---------- Exercise data

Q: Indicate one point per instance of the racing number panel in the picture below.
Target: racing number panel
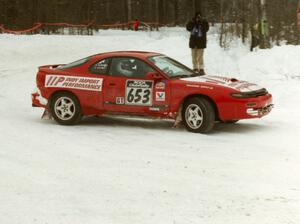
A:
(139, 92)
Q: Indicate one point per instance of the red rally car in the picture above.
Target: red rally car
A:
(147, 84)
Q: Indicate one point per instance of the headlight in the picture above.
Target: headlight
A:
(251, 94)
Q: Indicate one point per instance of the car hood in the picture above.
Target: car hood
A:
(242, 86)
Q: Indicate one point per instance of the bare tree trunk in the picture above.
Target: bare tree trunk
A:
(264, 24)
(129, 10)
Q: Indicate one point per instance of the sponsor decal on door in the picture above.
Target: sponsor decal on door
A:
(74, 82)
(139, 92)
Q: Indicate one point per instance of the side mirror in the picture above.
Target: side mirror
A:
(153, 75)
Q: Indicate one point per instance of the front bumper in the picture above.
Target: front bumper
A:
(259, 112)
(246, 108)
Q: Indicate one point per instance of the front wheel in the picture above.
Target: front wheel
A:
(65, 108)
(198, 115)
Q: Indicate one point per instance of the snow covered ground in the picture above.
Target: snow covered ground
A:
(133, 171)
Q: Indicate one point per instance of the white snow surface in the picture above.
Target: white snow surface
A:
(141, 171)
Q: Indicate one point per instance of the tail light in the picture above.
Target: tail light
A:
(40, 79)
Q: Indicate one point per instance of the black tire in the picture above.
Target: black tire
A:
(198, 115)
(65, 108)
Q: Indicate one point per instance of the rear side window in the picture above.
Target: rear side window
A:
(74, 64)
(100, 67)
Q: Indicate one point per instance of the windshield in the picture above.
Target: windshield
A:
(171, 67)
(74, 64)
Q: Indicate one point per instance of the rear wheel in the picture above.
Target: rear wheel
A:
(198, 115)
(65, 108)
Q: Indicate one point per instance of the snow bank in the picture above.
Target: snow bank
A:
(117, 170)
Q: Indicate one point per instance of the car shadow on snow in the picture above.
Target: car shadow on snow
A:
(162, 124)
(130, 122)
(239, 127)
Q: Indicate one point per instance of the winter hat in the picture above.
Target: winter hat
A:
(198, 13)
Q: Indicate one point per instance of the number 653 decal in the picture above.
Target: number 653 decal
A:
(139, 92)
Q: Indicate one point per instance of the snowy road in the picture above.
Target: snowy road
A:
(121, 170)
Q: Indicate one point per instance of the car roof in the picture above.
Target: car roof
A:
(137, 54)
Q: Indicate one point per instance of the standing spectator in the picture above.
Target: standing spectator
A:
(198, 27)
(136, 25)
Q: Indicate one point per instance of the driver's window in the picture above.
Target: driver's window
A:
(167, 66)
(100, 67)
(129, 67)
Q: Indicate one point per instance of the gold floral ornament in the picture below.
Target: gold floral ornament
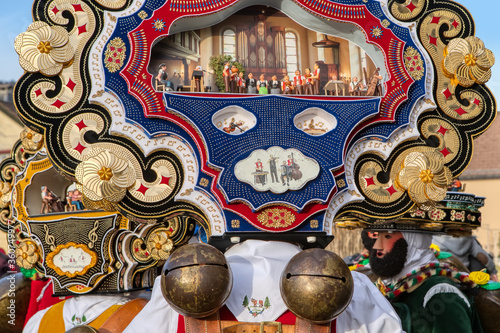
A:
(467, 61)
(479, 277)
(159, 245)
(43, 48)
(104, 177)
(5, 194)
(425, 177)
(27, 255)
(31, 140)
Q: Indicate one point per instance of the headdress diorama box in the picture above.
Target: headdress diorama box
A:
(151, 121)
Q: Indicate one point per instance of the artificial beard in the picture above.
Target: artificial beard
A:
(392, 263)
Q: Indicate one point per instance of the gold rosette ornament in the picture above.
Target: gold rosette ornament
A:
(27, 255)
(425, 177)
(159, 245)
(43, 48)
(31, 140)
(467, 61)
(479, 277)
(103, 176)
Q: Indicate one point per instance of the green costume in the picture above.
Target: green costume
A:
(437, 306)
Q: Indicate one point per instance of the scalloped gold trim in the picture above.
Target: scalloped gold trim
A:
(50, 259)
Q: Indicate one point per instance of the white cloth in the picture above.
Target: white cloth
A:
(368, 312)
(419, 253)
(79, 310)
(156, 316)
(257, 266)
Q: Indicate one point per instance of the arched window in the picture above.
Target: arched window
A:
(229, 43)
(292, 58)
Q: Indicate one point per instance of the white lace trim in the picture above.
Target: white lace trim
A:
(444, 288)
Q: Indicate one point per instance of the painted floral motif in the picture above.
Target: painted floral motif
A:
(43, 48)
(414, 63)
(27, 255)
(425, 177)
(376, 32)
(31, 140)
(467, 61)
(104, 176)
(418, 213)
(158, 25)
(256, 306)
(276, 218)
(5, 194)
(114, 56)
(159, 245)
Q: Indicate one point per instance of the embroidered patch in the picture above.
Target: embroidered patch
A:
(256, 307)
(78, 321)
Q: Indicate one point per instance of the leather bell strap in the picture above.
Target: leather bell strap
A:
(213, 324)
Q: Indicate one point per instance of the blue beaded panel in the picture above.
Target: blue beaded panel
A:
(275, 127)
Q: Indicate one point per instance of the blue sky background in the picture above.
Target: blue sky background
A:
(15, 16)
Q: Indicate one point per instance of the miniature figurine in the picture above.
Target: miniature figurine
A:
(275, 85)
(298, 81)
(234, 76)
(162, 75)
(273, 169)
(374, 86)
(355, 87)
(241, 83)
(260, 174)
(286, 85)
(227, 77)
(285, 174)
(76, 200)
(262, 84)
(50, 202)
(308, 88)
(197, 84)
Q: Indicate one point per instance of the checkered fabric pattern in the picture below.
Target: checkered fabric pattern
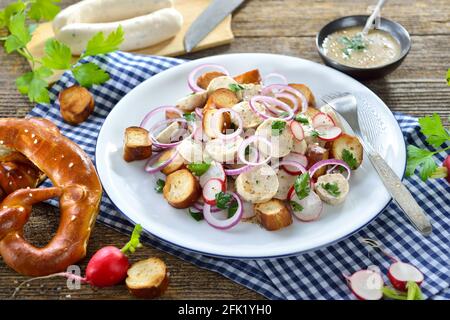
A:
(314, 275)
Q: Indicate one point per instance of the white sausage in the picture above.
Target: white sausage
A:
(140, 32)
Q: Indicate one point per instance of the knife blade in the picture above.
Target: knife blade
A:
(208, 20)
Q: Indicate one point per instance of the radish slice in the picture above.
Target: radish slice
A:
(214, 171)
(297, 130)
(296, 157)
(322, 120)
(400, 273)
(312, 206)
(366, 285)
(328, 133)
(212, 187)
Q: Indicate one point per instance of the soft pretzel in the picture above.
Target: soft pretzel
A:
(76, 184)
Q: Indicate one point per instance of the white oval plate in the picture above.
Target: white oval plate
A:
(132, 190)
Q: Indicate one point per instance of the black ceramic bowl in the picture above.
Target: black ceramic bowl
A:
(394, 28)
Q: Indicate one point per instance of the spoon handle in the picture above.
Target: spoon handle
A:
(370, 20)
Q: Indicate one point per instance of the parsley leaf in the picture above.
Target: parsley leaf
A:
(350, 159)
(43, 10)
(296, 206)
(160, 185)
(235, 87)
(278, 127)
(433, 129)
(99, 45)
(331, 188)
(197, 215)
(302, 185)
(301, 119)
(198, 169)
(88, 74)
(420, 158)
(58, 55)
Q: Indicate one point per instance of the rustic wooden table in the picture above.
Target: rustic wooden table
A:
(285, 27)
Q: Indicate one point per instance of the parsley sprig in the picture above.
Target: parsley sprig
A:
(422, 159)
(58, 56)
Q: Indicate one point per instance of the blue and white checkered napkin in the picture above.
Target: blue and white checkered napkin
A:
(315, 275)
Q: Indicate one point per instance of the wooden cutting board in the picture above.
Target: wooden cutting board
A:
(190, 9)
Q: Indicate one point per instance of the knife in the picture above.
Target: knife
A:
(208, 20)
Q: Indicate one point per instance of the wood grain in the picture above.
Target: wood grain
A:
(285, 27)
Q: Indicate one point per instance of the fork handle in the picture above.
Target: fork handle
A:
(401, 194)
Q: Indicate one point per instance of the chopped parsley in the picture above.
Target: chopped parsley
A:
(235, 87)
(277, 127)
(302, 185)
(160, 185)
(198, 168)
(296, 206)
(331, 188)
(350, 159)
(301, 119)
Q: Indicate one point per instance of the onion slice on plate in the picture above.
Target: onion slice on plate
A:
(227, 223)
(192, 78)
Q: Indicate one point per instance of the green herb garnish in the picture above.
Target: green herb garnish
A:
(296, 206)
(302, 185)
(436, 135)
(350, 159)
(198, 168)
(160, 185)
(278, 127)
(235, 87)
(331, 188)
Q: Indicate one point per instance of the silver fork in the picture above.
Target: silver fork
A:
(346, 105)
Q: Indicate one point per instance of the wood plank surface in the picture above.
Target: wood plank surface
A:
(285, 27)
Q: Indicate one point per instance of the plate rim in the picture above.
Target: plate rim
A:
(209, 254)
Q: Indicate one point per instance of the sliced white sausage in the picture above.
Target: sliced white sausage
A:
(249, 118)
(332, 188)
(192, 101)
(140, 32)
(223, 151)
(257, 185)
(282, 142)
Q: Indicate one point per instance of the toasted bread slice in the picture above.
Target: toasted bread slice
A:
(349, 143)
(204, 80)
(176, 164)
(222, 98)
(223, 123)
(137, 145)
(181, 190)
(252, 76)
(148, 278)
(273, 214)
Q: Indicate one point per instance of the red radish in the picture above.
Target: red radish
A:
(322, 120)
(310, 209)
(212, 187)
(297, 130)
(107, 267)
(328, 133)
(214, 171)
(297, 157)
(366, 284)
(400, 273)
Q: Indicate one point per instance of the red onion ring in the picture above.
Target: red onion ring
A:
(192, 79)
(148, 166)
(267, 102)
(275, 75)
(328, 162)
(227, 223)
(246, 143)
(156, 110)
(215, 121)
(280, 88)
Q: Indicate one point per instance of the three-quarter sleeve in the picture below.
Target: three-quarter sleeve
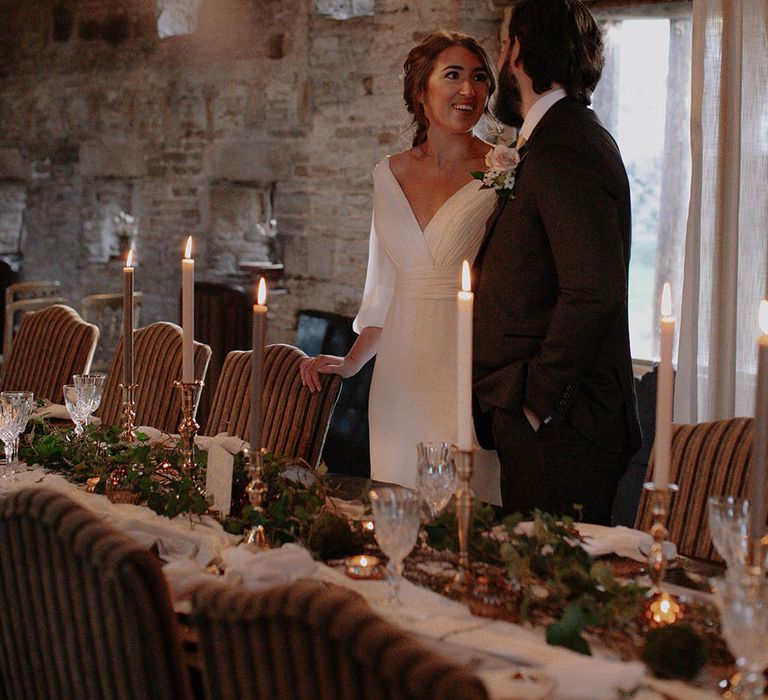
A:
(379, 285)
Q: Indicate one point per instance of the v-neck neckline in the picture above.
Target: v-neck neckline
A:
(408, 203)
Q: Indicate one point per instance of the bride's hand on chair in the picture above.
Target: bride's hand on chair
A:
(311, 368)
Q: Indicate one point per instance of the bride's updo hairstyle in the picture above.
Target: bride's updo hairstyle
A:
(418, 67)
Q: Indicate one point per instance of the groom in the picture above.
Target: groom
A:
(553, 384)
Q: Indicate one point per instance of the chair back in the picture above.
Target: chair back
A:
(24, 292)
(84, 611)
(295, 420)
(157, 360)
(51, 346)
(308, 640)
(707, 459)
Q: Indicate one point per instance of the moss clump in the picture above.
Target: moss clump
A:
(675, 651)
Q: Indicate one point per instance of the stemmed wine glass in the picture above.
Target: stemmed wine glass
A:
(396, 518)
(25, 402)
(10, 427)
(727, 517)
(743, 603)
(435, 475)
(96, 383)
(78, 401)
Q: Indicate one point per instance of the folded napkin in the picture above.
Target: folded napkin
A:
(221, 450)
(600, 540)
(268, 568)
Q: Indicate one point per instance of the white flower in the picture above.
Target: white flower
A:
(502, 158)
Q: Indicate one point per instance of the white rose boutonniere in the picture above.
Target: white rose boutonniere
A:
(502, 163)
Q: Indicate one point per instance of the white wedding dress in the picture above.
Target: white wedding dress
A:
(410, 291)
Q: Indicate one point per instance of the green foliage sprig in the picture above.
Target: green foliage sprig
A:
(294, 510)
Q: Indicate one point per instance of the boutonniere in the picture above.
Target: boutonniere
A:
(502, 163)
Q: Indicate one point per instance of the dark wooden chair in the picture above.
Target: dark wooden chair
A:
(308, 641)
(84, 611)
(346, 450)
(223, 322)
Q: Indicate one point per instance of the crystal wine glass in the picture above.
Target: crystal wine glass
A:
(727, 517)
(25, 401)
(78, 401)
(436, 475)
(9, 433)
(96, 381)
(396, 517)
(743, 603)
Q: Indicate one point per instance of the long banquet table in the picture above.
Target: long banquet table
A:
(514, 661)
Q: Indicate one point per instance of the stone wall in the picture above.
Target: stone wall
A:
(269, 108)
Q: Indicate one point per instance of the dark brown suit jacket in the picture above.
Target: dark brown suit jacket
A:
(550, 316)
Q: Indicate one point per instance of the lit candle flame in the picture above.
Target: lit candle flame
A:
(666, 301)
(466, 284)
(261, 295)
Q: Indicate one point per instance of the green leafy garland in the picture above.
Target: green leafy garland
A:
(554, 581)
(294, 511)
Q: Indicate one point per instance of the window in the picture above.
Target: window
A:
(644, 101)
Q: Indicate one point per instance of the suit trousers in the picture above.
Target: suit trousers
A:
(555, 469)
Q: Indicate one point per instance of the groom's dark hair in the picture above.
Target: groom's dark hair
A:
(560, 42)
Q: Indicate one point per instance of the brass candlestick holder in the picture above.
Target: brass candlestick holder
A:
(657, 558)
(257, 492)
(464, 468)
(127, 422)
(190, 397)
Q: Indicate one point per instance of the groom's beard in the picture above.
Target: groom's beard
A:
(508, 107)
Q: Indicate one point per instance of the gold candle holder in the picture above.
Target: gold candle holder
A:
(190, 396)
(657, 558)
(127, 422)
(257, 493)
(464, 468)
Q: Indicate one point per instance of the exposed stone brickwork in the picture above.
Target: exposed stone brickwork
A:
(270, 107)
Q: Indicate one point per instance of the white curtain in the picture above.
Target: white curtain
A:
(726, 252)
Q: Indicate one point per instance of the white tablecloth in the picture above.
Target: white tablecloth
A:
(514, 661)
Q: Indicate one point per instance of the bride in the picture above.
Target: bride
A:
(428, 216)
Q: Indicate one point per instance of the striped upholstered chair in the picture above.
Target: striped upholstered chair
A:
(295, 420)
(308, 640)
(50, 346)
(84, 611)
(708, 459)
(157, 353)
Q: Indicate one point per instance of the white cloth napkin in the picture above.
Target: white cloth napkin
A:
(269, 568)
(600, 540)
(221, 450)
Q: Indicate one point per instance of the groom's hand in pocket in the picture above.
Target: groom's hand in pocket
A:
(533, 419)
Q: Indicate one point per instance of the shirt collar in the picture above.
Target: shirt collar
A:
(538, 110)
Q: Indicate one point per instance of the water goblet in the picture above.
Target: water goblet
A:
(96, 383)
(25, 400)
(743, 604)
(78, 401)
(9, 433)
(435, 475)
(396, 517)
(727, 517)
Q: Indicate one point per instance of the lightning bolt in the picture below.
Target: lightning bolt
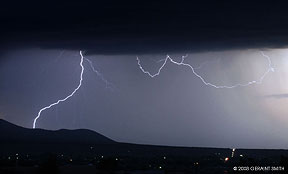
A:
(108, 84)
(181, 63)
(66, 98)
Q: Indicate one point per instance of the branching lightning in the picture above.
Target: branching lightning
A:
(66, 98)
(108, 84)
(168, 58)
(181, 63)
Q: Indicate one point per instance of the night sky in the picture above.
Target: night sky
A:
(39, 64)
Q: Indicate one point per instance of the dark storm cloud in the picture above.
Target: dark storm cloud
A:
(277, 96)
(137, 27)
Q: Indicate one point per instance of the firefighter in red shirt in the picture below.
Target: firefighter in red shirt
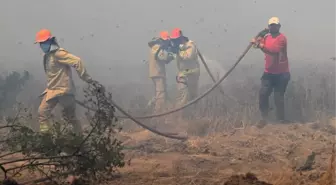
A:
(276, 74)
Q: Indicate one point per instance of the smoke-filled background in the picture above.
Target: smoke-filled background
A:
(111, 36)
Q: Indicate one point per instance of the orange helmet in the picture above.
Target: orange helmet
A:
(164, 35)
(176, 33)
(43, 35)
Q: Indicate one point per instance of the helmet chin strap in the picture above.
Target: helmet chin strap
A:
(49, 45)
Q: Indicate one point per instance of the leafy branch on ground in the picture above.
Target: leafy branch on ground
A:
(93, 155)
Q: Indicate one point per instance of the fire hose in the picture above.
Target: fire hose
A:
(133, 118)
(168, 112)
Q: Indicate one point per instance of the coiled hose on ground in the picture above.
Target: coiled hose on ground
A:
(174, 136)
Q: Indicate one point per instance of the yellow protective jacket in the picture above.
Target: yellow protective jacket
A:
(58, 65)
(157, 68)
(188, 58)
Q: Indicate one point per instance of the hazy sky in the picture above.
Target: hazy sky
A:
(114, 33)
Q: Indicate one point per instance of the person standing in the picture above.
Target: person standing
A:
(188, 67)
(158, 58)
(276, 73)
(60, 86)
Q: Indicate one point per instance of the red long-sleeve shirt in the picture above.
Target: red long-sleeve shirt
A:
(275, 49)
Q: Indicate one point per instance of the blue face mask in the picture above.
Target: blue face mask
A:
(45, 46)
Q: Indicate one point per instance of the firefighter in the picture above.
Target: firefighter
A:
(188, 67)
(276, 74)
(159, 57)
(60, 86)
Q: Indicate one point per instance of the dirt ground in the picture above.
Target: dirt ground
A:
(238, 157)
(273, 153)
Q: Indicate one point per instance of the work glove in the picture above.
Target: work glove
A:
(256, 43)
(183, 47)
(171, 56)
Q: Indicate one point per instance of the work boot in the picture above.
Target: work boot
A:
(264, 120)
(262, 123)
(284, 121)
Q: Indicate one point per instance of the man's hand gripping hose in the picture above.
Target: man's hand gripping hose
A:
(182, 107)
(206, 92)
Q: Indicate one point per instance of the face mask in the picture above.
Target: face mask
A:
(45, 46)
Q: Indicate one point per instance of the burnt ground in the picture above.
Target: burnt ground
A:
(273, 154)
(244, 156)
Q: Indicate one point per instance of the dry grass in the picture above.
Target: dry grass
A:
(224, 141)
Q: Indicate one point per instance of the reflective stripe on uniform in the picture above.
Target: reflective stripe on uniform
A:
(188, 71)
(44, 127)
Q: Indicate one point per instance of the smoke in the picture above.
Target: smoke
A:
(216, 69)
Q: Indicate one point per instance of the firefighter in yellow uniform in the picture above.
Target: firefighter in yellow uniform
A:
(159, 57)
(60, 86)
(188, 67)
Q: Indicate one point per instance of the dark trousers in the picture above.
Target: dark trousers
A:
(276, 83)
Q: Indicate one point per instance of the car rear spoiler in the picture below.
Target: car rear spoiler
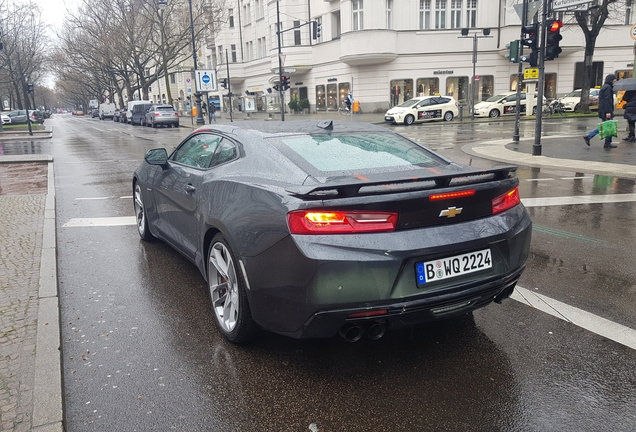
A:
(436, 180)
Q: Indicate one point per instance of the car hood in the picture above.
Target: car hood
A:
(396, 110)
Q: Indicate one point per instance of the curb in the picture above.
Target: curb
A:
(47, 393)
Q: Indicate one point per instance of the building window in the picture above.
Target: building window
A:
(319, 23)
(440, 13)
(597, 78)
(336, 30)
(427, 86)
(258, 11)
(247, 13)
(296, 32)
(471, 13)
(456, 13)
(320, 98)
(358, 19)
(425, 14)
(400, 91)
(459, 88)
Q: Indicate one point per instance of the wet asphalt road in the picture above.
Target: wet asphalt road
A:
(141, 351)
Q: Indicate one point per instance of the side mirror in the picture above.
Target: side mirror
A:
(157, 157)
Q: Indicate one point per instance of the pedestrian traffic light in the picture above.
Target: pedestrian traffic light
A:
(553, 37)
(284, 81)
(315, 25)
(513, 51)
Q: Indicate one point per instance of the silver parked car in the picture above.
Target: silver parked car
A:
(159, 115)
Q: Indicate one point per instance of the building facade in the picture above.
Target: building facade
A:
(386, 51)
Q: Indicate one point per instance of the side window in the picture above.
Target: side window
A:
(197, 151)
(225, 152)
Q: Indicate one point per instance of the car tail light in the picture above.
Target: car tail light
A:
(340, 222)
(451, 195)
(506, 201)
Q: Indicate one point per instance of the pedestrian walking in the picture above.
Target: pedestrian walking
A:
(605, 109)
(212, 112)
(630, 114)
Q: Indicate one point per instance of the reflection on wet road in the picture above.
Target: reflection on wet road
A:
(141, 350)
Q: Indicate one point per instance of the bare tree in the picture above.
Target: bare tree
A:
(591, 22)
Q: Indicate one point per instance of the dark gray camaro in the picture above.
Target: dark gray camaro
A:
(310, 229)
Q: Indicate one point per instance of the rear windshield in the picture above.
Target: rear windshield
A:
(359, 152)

--------------------

What is being asked: When the string "bread" appears in a line of the records above, that line is to be copied.

Exercise solution:
Q: Indicate one point per instance of the toasted bread slice in the picture above.
Target: toasted bread slice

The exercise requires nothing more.